Items from a dataset

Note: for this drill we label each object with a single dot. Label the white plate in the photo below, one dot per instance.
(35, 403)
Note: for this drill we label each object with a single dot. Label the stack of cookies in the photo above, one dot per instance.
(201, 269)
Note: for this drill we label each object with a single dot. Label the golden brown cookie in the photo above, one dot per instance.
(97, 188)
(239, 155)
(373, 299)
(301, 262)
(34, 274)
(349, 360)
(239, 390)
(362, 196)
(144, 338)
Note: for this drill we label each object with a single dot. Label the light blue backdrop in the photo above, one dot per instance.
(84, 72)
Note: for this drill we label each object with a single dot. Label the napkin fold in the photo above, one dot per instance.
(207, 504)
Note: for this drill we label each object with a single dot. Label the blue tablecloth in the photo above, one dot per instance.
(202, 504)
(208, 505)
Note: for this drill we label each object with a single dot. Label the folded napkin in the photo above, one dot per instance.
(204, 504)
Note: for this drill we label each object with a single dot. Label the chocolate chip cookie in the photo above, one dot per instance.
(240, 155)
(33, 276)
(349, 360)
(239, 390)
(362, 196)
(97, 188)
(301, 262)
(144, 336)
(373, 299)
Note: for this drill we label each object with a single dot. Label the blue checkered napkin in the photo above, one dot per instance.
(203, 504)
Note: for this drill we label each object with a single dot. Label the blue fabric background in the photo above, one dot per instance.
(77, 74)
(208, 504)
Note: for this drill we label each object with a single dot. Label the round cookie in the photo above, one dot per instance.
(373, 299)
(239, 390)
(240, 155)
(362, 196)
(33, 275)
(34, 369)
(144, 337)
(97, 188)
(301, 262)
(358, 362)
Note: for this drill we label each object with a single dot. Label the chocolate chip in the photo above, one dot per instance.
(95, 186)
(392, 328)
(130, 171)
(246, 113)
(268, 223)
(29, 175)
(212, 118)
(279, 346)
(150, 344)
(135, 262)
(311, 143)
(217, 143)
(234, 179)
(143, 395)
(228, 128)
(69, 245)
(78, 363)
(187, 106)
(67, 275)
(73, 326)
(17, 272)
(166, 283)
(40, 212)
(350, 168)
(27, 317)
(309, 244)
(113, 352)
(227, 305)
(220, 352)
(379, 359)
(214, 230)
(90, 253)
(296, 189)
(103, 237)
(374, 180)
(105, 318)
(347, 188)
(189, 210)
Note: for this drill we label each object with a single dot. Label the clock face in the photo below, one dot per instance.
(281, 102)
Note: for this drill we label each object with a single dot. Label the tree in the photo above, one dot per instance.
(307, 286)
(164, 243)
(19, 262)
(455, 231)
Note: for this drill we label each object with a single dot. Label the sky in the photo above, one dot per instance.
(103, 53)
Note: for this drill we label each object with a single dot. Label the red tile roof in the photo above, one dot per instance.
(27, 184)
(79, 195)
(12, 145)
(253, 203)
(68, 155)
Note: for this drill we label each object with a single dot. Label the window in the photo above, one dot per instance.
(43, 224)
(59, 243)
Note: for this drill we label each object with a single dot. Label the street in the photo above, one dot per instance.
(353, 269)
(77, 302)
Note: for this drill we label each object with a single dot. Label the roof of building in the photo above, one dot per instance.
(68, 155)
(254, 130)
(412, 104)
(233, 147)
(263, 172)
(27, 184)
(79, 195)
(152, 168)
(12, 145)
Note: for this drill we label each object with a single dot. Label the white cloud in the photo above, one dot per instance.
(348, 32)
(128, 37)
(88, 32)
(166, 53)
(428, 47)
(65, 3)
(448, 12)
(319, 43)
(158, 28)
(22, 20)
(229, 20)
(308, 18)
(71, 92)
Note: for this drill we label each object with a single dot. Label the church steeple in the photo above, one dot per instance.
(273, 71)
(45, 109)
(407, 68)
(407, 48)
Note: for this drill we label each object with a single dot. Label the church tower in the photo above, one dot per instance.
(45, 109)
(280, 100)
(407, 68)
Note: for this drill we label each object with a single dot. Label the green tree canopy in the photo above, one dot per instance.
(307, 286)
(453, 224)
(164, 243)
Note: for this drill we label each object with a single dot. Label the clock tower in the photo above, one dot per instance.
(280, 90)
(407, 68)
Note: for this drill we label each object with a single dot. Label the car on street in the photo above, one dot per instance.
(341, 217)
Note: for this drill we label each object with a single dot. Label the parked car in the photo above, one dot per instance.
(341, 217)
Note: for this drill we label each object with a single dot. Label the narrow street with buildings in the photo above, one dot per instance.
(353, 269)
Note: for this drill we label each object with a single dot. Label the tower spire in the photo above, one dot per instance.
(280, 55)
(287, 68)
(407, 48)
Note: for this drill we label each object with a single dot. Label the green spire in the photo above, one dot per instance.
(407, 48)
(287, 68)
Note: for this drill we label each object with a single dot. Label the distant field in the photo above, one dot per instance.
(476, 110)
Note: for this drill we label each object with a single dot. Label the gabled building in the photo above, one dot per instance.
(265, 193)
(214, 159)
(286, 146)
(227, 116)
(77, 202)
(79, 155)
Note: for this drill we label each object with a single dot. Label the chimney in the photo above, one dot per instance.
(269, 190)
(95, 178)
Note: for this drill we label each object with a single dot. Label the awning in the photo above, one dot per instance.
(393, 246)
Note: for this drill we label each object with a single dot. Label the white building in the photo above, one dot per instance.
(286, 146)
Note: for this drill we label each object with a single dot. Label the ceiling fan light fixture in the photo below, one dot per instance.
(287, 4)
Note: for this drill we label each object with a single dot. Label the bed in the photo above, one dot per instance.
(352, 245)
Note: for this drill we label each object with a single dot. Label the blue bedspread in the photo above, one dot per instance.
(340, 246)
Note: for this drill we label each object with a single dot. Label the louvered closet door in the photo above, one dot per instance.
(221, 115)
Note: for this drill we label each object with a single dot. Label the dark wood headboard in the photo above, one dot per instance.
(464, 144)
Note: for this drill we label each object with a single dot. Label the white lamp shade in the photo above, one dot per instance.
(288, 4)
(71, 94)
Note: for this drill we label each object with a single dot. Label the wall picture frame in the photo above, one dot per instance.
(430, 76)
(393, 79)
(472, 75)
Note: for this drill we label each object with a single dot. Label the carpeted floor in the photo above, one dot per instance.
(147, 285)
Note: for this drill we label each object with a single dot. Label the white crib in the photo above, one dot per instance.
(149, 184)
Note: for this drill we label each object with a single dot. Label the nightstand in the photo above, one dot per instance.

* [Task to carry out]:
The lines to reproduce run from the line containing "Label the dark" to the end of the listing; write them out exactly and add nothing.

* [Exercise solution]:
Note: for this drill we label each object with a single dot. Label the dark wood headboard in the photo above, one dot per instance.
(464, 144)
Note: for this drill we label each object with a single dot. Label the white lamp shade in the photo above, one dot per instance.
(288, 4)
(71, 94)
Note: for this drill we label each object with a single dot. Label the wall picture frame in the photo above, one dot per instance.
(430, 76)
(393, 79)
(472, 75)
Note: for this drill we label each object with a single dot. Label the carpeted floor in the photo above, one dot per instance.
(147, 285)
Note: for this drill we label each object with a single dot. Label the white crib in the photo above, one dot per instance.
(149, 184)
Note: for this drill we label each object with a single dot. Label the nightstand in the photo above, one dot per instance.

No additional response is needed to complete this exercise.